■ What you are asked to do: Reproduce every record below verbatim, character for character.

■ Records:
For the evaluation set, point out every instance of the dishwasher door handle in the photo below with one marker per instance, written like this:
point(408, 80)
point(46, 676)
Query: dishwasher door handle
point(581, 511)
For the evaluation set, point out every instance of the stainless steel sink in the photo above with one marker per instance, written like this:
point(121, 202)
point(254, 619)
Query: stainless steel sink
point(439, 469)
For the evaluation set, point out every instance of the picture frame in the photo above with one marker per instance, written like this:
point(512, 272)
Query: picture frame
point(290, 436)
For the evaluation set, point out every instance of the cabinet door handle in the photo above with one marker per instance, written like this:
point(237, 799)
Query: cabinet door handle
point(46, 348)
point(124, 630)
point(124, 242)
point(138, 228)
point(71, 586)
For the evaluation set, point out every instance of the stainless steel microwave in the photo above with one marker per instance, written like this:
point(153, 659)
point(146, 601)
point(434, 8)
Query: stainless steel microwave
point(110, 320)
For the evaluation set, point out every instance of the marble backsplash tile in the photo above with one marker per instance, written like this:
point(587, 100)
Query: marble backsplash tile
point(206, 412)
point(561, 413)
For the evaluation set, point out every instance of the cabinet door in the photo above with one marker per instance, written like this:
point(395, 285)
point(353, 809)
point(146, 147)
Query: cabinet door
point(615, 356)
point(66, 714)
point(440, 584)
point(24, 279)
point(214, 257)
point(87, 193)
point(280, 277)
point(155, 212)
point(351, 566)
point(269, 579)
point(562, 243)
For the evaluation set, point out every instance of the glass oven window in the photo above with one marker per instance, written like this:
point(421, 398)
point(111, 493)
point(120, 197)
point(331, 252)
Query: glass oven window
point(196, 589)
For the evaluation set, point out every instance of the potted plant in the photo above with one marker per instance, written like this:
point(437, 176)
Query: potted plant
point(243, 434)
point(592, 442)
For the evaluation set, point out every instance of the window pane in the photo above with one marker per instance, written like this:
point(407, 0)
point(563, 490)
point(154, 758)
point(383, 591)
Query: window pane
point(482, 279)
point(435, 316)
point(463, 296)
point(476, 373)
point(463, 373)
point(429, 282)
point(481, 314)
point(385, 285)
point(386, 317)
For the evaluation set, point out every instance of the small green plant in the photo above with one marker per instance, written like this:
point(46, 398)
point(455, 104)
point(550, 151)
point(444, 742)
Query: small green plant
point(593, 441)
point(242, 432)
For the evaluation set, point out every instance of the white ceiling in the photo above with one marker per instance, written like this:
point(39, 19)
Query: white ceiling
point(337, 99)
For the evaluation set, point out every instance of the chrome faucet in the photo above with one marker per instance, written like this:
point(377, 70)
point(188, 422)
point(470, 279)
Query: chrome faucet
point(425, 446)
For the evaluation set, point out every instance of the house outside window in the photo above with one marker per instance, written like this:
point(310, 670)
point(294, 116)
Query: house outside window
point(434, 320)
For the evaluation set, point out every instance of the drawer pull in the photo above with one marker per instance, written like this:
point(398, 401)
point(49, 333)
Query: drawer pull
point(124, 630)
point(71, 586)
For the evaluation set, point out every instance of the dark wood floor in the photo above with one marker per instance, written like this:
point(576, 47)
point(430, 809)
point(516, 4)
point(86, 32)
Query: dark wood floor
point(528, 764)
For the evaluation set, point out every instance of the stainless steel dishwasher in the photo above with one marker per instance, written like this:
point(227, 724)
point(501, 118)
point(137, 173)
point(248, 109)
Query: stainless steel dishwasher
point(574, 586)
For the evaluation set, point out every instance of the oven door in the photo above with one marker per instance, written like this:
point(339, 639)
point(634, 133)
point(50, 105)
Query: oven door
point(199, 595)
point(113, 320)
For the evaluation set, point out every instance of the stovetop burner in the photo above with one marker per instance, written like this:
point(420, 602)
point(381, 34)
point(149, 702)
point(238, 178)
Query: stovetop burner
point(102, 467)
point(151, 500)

■ Task output:
For the evaluation set, point out every instance of the dishwasher door handle in the photo below with one marker per instance, written like this:
point(408, 80)
point(46, 676)
Query: dishwasher door handle
point(581, 511)
For the evaluation set, point out every instance of the stainless steel sink in the photo above with one marker per instance, written like this:
point(121, 202)
point(254, 619)
Query: stainless steel sink
point(439, 469)
For the evaluation set, point out every instance of the picture frame in the photo above with one marker per instance, written like this:
point(512, 272)
Query: picture frame
point(290, 436)
For the evaluation set, point out every instance of the cabinet door handle in the photo above with one marker per instance, written like this:
point(237, 799)
Query: cabinet door handle
point(46, 348)
point(124, 630)
point(124, 242)
point(138, 228)
point(71, 586)
For the evaluation set, point out every instance of the stainless steel microwave in the photo above with one marker per instance, written like this:
point(153, 659)
point(146, 601)
point(434, 8)
Query: stainless steel microwave
point(110, 320)
For the evaluation set, point out every instance of the marble backsplash tile in the photo above with one marker per instance, written like this:
point(587, 100)
Query: marble backsplash tile
point(206, 412)
point(561, 413)
For the evaluation set, point out every instance of the cabinet door in the photo above with one marker per instance, written like this:
point(395, 285)
point(353, 809)
point(146, 147)
Query: cabinet door
point(615, 356)
point(66, 714)
point(440, 584)
point(24, 279)
point(214, 257)
point(87, 193)
point(280, 277)
point(155, 212)
point(351, 566)
point(269, 579)
point(562, 243)
For the evaluation set, point out every instance of the glass oven window in the photo above with one marker per instance, written like this:
point(421, 398)
point(111, 493)
point(120, 197)
point(331, 252)
Query: glass oven window
point(196, 589)
For the evaluation set, point out every instance of the potted plant in the photo above with one marker per instance, written like this:
point(437, 176)
Query: potted plant
point(243, 434)
point(592, 442)
For the evaluation set, point out every instance of the window pane in the photo above with one marker per instance, written like this:
point(407, 0)
point(563, 490)
point(154, 758)
point(383, 591)
Query: window pane
point(482, 279)
point(435, 316)
point(463, 296)
point(476, 373)
point(463, 373)
point(429, 282)
point(481, 314)
point(385, 285)
point(386, 317)
For the evaluation set, point out every instance of the small green plant in the photo above with one marker per instance, written like this:
point(46, 398)
point(455, 104)
point(550, 151)
point(444, 742)
Query: small green plant
point(593, 441)
point(242, 432)
For the evaluation set, point out every instance of the white ceiling in the photo above with one marker per instance, written like this:
point(39, 19)
Query: white ceiling
point(337, 99)
For the evaluation set, point out every instance of the chrome faucet in the photo above with one marker per instance, written like this:
point(377, 70)
point(188, 422)
point(470, 279)
Query: chrome faucet
point(425, 446)
For the evaluation set, point out every instance of the house outside window in the photo above with one marker per instance, written like this:
point(310, 670)
point(294, 116)
Query: house outside window
point(434, 320)
For the evaluation set, point out every instance of the drawer pull in the photo above with one marker per instance, written like this:
point(398, 401)
point(49, 333)
Query: drawer pull
point(124, 630)
point(71, 586)
For the evaluation set, point out every instance of the dark wood floor in the photo above with one marker per instance, written like this:
point(576, 47)
point(430, 809)
point(516, 4)
point(86, 32)
Query: dark wood floor
point(528, 764)
For the evaluation set, point out every instance of the stainless steel dishwasher in the photo above with one marker per instance, written like this:
point(227, 724)
point(501, 118)
point(137, 173)
point(248, 109)
Query: stainless steel dishwasher
point(574, 586)
For the evaluation set, point out every instance of the oven door in the photo above with one marker per instance, written like this:
point(339, 639)
point(634, 133)
point(50, 105)
Query: oven door
point(199, 595)
point(113, 320)
For the evaluation set, point out every instance of the stovetop burner in the photo above with one marker per instance, written like this:
point(420, 602)
point(381, 34)
point(149, 702)
point(238, 178)
Query: stovetop burner
point(102, 467)
point(151, 500)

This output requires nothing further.